▶ _Ausgangstext_
____________________
Verteidigungsminister Boris Pistorius (4.v.l.) mit Bundestagsabgeordneten und Soldaten in Litauen. Foto: DBwV/Philipp Kohlhöfer

Verteidigungsminister Boris Pistorius (4.v.l.) mit Bundestagsabgeordneten und Soldaten in Litauen. Foto: DBwV/Philipp Kohlhöfer

27.12.2023
Von Philipp Kohlhöfer

Der erste Schritt zur Brigade

Kurz vor Weihnachten fährt Boris Pistorius nach Litauen, um die Roadmap für die dauerhafte Stationierung einer deutschen Brigade zu unterzeichnen. In Litauen rennt er damit offene Türen ein.

Nieselregen von vorne, Temperatur knapp über dem Gefrierpunkt, das Wetter ist nordeuropäisch schlecht, aber die Laune ist gut. Verteidigungsminister Boris Pistorius und sein litauischer Amtskollege Arvydas Anušauskas sitzen vor den Flaggen Deutschlands und Litauens im Verteidigungsministerium in Vilnius. Aufregung, Stolz, Kameras klicken, viel Presse, Printjounalisten sprechen in Handys, Militärs treten von einem Fuß auf den anderen, Fernsehfrauen pudern sich und machen Aufsager.
____________________
▶ _Gestellte Aufgabe 1_
Gib aus dem Artikel über den Besuch von Boris Pistorius in Litauen den Abschnitt wortgetreu wieder, der bei „Kurz vor Weihnachten“ beginnt und bei „offene Türen ein.“ endet.
▶ _Gestellte Aufgabe 2_
Ermittle jede Zeile der Datensätze, in der die Zeichenfolge „palm“ vorkommt, und schreibe diese Zeilen unverändert ab.

▶ _Datensätze_
____________________
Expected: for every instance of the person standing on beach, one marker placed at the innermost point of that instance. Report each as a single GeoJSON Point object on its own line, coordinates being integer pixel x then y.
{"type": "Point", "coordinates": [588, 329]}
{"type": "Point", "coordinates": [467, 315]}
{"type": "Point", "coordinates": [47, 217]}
____________________
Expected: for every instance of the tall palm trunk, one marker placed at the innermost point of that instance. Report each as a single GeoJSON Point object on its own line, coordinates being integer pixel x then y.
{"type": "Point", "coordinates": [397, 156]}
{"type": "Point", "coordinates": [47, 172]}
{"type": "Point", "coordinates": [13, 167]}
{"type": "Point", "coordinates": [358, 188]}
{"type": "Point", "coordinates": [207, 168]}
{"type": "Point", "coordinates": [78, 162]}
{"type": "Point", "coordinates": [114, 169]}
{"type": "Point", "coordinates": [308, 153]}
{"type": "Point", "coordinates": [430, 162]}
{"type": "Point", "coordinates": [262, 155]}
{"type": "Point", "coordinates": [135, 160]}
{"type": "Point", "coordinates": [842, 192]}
____________________
▶ _Endgültige Antwort 1_
Kurz vor Weihnachten fährt Boris Pistorius nach Litauen, um die Roadmap für die dauerhafte Stationierung einer deutschen Brigade zu unterzeichnen. In Litauen rennt er damit offene Türen ein.

▶ _Endgültige Antwort 2_
Expected: for every instance of the tall palm trunk, one marker placed at the innermost point of that instance. Report each as a single GeoJSON Point object on its own line, coordinates being integer pixel x then y.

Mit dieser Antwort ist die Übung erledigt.